#### Extracted text:
◇ ◇ ◇ ◇ ◇

He said it is also a time to bring the Paris Agreement on climate change into force, drawing attention to the high-level event he is hosting on 21 September will strengthen momentum for achieving that objective this year. Mr Ban noted that on 1 January 2017, the 71st session of the Assembly will welcome his successor, the ninth UN Secretary-General. “You will serve as a bridge between my administration and the next […] You will have my full support, and that of my team, in ensuring a seamless transition,” he said.

“The Assembly will be called upon to address many threats, and to show its solidarity with people facing injustice,” he added. “People also look to this body not just to react to problems, but to work proactively and preventively to better the human condition.”

Earlier today, Mr. Ban attended a wreath-laying ceremony commemorating the 55th anniversary of the death of Dag Hammarskjöld, one of his predecessors, at which he renewed his call to the General Assembly to appoint an eminent person or persons to review new information which may exist regarding the circumstances around his death and the loss of 15 others in a plane crash during their mission for peace.

Closure of 70th General Assembly
Prior to the opening of the 71st session, the General Assembly held the last meeting of its 70th session, with the outgoing Assembly President, Mogens Lykketoft of Denmark, underscoring the progress made under his leadership, including the adoption of the 2030 Agenda and the Paris Agreement, as well as the holding of the Special Session on the World Drug Problem, and the World Humanitarian Summit. The General Assembly has discussed the three major UN reviews on peace building and peace operations, and on women, peace and security, he said.

◇ ◇ ◇ ◇ ◇

#### Required tasks:
A. According to the passage on the UN General Assembly, who was the outgoing Assembly President at the close of the 70th session?
B. Reproduce the passage on the UN General Assembly between "Closure of 70th" and "security, he said.", inclusive.
The entries after this point are separate from the passage on the UN General Assembly.

◇ ◇ ◇ ◇ ◇

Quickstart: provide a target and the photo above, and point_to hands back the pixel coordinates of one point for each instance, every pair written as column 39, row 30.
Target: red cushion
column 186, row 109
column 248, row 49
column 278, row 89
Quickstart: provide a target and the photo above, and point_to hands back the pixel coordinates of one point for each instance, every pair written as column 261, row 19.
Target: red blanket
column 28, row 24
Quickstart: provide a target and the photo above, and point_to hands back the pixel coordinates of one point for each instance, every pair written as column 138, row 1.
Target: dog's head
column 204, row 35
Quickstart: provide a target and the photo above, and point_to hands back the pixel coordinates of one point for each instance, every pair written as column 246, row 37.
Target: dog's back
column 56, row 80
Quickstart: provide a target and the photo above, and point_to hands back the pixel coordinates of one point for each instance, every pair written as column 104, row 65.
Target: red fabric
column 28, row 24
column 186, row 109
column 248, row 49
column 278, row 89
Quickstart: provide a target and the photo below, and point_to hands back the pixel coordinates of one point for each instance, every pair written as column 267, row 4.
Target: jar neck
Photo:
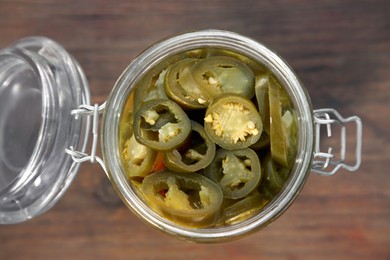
column 209, row 39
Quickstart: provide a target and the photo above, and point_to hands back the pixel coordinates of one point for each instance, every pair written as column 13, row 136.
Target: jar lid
column 40, row 83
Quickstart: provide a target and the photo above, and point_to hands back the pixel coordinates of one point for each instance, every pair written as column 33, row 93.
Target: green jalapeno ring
column 274, row 177
column 194, row 156
column 243, row 209
column 278, row 130
column 233, row 122
column 137, row 159
column 161, row 125
column 237, row 172
column 188, row 198
column 182, row 88
column 223, row 74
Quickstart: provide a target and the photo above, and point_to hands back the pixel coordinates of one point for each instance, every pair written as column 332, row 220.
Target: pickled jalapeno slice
column 237, row 172
column 274, row 177
column 182, row 88
column 188, row 198
column 161, row 125
column 222, row 74
column 195, row 154
column 151, row 87
column 261, row 91
column 138, row 159
column 233, row 122
column 281, row 125
column 243, row 209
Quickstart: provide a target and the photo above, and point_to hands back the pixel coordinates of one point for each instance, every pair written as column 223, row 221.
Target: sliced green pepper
column 274, row 177
column 137, row 159
column 150, row 87
column 281, row 126
column 161, row 125
column 254, row 66
column 233, row 122
column 195, row 154
column 261, row 90
column 237, row 172
column 188, row 198
column 244, row 209
column 222, row 74
column 182, row 88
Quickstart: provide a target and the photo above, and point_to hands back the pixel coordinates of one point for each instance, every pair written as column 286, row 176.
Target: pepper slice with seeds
column 188, row 198
column 195, row 154
column 237, row 172
column 222, row 74
column 181, row 87
column 161, row 125
column 233, row 122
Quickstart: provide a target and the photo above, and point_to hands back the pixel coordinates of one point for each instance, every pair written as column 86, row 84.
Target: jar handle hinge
column 93, row 111
column 325, row 163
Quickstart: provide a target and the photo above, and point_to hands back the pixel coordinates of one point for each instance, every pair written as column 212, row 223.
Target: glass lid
column 40, row 83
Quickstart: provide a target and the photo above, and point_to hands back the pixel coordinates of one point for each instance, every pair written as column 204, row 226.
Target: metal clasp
column 94, row 111
column 327, row 163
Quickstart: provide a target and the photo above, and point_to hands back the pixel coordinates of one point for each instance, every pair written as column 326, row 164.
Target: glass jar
column 309, row 124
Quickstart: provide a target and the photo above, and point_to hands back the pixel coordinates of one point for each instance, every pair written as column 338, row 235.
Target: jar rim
column 194, row 40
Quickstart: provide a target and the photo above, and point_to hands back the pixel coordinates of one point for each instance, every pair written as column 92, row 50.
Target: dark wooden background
column 339, row 49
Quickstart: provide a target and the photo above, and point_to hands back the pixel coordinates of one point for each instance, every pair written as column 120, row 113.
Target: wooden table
column 339, row 49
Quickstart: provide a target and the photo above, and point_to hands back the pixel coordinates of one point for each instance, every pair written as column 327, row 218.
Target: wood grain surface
column 339, row 49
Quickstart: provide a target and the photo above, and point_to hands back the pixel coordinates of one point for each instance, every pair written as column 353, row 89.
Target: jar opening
column 190, row 41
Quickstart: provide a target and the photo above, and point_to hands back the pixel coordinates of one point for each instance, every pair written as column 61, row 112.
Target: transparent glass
column 200, row 39
column 40, row 83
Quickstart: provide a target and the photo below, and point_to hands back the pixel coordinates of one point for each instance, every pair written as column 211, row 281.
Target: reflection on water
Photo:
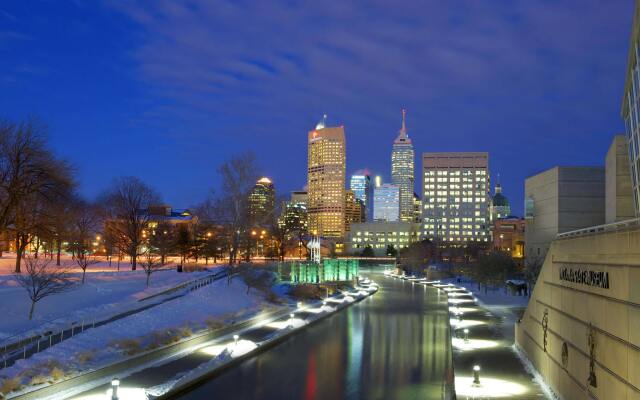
column 389, row 346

◇ ◇ ◇ ◇ ◇

#### Answers provided:
A. Mogens Lykketoft of Denmark.

B.
Closure of 70th General Assembly
Prior to the opening of the 71st session, the General Assembly held the last meeting of its 70th session, with the outgoing Assembly President, Mogens Lykketoft of Denmark, underscoring the progress made under his leadership, including the adoption of the 2030 Agenda and the Paris Agreement, as well as the holding of the Special Session on the World Drug Problem, and the World Humanitarian Summit. The General Assembly has discussed the three major UN reviews on peace building and peace operations, and on women, peace and security, he said.